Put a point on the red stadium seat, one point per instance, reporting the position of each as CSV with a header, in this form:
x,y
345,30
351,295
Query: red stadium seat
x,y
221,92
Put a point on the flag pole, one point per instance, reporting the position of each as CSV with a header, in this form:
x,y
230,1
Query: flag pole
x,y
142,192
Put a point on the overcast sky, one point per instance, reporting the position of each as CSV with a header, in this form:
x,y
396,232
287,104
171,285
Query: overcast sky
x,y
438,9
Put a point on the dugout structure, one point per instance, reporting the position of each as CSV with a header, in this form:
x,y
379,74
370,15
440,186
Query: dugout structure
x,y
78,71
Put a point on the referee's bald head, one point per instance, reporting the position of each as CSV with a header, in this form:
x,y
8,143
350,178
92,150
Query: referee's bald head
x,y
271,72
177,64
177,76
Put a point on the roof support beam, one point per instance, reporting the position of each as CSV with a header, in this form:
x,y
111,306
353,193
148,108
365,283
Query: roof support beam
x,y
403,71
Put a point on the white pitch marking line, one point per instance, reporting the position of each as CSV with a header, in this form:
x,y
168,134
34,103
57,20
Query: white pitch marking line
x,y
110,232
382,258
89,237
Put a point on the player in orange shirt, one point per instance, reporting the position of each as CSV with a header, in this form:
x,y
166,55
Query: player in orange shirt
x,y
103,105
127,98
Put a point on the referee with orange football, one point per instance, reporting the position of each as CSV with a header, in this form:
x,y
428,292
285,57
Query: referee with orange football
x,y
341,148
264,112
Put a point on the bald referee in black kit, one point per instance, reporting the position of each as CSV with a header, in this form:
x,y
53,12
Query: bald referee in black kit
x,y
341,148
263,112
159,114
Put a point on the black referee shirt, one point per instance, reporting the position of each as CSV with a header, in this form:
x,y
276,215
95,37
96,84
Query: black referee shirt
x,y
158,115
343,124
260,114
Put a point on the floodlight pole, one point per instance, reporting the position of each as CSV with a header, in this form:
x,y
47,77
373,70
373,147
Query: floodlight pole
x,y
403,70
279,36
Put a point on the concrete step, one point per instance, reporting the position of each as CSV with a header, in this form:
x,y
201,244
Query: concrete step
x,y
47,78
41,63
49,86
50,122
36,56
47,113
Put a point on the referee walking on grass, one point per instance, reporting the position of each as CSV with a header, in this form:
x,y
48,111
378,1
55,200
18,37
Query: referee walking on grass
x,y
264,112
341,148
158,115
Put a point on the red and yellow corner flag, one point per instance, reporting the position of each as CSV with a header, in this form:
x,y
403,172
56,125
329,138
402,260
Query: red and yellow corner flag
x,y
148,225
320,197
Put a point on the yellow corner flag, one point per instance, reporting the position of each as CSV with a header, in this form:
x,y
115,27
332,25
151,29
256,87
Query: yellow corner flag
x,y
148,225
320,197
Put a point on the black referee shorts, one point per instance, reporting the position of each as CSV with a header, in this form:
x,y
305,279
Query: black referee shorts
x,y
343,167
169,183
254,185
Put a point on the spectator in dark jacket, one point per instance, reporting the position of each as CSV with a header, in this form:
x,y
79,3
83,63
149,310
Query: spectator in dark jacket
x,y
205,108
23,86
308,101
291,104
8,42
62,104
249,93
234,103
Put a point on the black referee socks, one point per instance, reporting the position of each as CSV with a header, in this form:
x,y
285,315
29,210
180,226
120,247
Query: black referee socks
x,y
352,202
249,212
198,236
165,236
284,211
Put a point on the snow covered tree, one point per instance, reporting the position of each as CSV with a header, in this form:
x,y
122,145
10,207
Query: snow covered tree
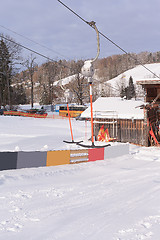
x,y
9,57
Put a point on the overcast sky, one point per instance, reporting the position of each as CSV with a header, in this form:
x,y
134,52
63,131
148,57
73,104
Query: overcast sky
x,y
132,24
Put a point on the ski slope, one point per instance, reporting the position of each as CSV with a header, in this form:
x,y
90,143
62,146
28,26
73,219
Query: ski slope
x,y
114,199
137,73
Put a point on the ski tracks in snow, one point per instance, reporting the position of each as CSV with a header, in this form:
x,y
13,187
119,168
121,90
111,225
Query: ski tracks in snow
x,y
147,228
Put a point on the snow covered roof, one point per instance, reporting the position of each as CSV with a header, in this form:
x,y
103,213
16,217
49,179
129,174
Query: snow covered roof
x,y
148,81
138,73
108,107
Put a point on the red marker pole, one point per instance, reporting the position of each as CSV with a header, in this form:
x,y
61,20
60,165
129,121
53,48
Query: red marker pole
x,y
90,86
70,122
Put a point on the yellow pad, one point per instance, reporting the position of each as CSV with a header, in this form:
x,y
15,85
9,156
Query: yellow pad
x,y
58,158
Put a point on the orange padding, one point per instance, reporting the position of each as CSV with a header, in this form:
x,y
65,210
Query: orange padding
x,y
58,158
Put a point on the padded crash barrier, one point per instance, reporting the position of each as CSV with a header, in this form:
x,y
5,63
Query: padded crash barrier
x,y
18,160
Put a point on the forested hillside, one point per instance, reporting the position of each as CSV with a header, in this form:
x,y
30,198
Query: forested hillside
x,y
36,82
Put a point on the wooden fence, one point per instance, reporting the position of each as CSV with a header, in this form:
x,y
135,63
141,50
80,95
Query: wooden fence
x,y
124,130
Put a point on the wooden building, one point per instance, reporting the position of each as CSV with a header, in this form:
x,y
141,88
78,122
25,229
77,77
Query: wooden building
x,y
152,109
127,120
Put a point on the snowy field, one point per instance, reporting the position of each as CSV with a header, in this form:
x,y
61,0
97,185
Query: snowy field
x,y
114,199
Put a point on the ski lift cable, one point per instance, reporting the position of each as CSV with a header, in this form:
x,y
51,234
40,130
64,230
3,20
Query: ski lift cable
x,y
18,34
107,38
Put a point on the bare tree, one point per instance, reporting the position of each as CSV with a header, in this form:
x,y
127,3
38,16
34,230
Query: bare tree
x,y
31,68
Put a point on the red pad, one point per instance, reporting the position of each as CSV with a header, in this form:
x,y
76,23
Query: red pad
x,y
95,154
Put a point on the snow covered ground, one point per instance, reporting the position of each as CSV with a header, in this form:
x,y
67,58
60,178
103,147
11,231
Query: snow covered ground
x,y
114,199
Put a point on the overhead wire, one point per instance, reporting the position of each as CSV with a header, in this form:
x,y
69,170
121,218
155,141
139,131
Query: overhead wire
x,y
107,38
41,45
33,51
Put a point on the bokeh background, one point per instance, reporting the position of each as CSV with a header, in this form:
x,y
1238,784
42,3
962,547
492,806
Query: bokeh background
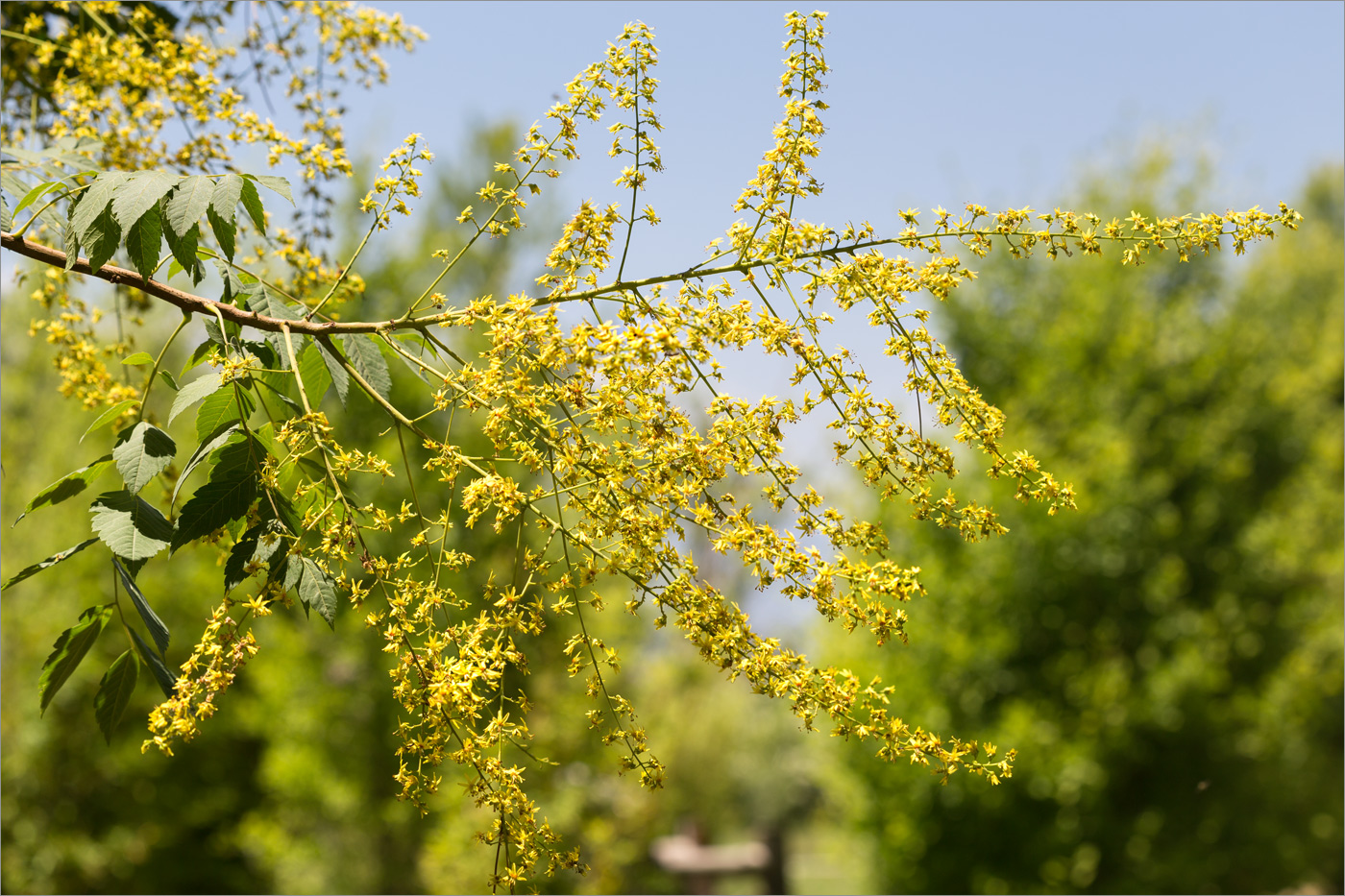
x,y
1167,661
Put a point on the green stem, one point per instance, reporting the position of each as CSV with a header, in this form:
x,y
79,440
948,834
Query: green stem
x,y
154,372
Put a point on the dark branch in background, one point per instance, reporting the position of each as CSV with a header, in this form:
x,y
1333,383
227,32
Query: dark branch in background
x,y
190,303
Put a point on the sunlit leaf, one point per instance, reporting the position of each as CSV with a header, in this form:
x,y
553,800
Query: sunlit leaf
x,y
114,690
130,526
69,650
50,561
67,486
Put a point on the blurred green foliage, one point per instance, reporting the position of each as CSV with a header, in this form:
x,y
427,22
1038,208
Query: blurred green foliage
x,y
289,786
1167,660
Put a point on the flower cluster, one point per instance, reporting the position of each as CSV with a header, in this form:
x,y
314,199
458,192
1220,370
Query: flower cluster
x,y
594,462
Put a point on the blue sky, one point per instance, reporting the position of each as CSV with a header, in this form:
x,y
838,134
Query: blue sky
x,y
1005,104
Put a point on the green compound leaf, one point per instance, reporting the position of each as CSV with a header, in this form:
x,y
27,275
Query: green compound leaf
x,y
184,252
198,355
36,194
315,587
143,453
165,680
69,651
224,202
94,202
221,408
143,241
336,373
272,182
67,486
268,304
312,368
114,690
70,244
138,194
194,392
131,527
110,415
158,630
226,496
224,229
365,356
101,240
318,591
258,544
50,561
252,204
187,204
217,439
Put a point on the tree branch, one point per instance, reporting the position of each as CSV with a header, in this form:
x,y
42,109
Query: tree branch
x,y
190,303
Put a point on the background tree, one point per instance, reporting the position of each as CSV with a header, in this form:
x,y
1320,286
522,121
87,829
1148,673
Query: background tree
x,y
1169,658
557,420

········

# GIVEN INSTRUCTION
Starting from the line containing "Put a point on the green stem, one", repeat each line through the end of the entries, exactly.

# RESULT FOR THIS EXERCISE
Put a point on the green stem, one point per instance, reporting the position of each as CSV with a header, in this form:
x,y
79,440
948,834
Query: green stem
x,y
154,372
Put a point on the dark branch in background, one point per instance, reporting the position of each as CSV with a header, in this form:
x,y
1333,383
227,32
Query: dark branch in background
x,y
190,303
Put a point on the sunlit leaf, one point per instance, reporting the position of each as CSV with a header, in this form:
x,y
553,800
Query: sunlit leaf
x,y
114,690
130,526
69,650
50,561
67,486
Put a point on the blurred green foliage, one point per instance, reporting the position of each as CSV with a header, in this form:
x,y
427,22
1038,208
Query: blurred green foliage
x,y
289,786
1167,660
Put a point on the flower cluster, one point per instance, reporting the position of each as CSV with a header, in this form:
x,y
314,199
458,192
1220,370
Query: flower cluster
x,y
594,462
Put a point on the blue sky, one point per instance, reporting the position of each as CSV with a header, in this form:
x,y
838,134
Query: blue sky
x,y
1005,104
Put a point on the green compound leaf, one point per instance, reporting the position of each as CSV with a header, in this form:
x,y
27,275
Query: green compound leaf
x,y
184,252
198,355
36,194
315,587
143,453
165,680
69,651
224,202
94,202
221,408
143,241
336,373
272,182
67,486
268,304
312,368
114,690
70,244
138,194
194,392
131,527
110,415
158,630
226,496
224,229
365,356
101,240
318,591
258,544
50,561
252,204
187,204
217,439
Put a point on the tree branch, one point per instance, reporting the position of each as CSV with a header, in this form:
x,y
42,109
Query: tree branch
x,y
190,303
Put a point on the background tree, one point per instance, reporting the position of each as CSV with a header, in this form:
x,y
1320,286
522,121
87,829
1148,673
Query: background tree
x,y
1169,658
557,420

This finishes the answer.